For each line of the data below that holds "skirt", copy the line.
━━━━━ GIVEN RECORDS
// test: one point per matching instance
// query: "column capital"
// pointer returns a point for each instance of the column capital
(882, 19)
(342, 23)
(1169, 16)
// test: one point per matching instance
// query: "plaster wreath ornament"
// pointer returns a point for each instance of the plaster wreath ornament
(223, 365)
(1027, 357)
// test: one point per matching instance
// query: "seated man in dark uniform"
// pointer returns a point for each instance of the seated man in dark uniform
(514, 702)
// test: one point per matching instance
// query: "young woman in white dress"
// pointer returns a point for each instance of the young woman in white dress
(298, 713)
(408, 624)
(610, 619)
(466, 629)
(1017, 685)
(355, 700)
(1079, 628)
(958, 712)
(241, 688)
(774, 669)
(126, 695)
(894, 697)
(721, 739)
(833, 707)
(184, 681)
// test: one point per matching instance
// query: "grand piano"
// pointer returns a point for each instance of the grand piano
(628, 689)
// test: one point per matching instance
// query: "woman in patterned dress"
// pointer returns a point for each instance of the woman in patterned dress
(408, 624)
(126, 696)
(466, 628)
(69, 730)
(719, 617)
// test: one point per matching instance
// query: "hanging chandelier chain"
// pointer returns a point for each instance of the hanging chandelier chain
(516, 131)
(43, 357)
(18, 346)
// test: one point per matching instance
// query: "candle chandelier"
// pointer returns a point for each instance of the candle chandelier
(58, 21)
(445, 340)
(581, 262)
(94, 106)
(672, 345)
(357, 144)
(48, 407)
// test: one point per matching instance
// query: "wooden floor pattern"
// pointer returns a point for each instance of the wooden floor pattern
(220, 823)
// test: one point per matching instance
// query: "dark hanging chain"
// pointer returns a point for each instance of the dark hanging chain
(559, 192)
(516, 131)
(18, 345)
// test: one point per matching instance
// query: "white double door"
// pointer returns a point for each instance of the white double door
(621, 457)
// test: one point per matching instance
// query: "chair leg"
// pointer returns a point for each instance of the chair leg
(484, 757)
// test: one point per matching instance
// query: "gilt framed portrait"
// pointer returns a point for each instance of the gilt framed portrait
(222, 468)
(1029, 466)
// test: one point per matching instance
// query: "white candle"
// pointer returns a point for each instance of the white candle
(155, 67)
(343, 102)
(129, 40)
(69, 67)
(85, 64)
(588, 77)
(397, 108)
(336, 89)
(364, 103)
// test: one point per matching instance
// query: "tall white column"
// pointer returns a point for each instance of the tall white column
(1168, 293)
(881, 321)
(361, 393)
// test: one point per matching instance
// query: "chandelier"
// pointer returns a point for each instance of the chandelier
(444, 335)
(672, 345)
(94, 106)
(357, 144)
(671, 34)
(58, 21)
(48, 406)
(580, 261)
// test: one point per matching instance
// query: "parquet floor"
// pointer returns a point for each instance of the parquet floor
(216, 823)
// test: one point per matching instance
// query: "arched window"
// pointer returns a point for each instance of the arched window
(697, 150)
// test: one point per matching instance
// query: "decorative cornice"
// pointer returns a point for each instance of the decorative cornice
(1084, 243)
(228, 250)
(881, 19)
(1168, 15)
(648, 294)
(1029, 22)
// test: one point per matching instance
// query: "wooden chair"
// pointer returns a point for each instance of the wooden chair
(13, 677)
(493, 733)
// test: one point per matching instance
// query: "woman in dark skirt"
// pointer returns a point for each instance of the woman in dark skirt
━━━━━━━━━━
RESPONSE AREA:
// query: "woman in dark skirt"
// pointer returns a point for each instance of the woman in dark skirt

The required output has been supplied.